Task directions | Print the data that follows exactly, leaving nothing out.

BEGIN Records supplied

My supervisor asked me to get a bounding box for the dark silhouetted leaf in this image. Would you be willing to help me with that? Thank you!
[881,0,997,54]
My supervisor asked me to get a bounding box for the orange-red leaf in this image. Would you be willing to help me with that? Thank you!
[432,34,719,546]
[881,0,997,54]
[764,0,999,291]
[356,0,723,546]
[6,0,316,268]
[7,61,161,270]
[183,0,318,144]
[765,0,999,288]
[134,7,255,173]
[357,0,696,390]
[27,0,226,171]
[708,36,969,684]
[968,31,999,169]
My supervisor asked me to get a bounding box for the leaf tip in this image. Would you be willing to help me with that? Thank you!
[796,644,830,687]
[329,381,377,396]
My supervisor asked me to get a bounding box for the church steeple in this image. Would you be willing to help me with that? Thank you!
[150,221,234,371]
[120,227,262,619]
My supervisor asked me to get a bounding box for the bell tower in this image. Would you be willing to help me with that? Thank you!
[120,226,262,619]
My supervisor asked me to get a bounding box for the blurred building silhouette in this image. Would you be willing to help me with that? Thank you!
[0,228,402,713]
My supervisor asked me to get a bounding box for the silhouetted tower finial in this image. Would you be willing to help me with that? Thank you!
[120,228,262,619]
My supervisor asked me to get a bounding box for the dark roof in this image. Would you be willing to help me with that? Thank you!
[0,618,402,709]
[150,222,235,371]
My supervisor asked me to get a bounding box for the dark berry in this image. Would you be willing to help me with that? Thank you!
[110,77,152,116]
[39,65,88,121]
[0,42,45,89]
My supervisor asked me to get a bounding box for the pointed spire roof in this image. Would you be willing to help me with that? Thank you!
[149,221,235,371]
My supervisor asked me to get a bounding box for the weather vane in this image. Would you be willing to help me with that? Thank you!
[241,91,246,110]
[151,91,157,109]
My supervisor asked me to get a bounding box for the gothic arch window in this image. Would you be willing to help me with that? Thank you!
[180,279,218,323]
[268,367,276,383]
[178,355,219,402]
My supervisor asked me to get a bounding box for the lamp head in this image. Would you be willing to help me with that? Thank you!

END Records supplied

Reply to the exercise |
My supervisor asked me to get a bounding box for the dark silhouetted leaf in this image. Would you be willing to help me with that? Thank you!
[881,0,997,54]
My supervisor asked me to get a bounding box for the orange-red leaf in this image. Would you be willing to help me with that? Thank you!
[432,34,719,546]
[881,0,997,54]
[764,0,999,291]
[356,0,723,546]
[6,0,316,268]
[7,61,161,270]
[183,0,318,144]
[765,0,999,288]
[134,7,255,173]
[357,0,696,390]
[27,0,226,171]
[708,36,969,684]
[968,31,999,169]
My supervisor asked me to get a bounding box for the leaf tip in this image. Would you be willing to help me with that? Thank you!
[796,644,830,687]
[329,381,377,396]
My supervisor asked me to get a bounding box for the church steeple in this image. Would you be willing to help me with that? Thank you!
[150,221,234,371]
[120,227,262,619]
My supervisor asked me to get a bounding box for the bell tower in this image. Would you be willing to help me with that? Thank you!
[120,226,262,619]
My supervisor asked me to get a bounding box for the blurred building silhouette in this image. Would you be willing to help me with that? Thank you!
[0,228,402,713]
My supervisor asked me to get a bounding box for the silhouetted tower finial in this image. Would you be willing to help me with that? Thank you!
[120,228,262,619]
My supervisor asked me to get a bounding box for the dark roof in this image. Would you be willing to help me with that? Thank you!
[0,618,402,709]
[150,222,235,371]
My supervisor asked me to get a bounding box for the dark berry in this image. Would you be willing to help me with that? Thank you!
[110,77,152,116]
[39,65,88,121]
[0,42,45,89]
My supervisor asked me to get a bounding box for the pointed spire roof in this image. Would you be willing to help me with that? Thank you!
[149,221,235,371]
My supervisor asked me to get a bounding box for the weather vane in this image. Would you be willing to help me with that? Thank you!
[241,91,246,110]
[151,91,157,109]
My supervisor asked me to get a bounding box for the gothic arch window in this image. Would you be willing to help me with that? Thank you!
[180,279,218,323]
[268,367,276,383]
[178,355,219,402]
My supervisor asked me to get a bounding box for the lamp head in this image. Would you be willing to help me with that? Thank you!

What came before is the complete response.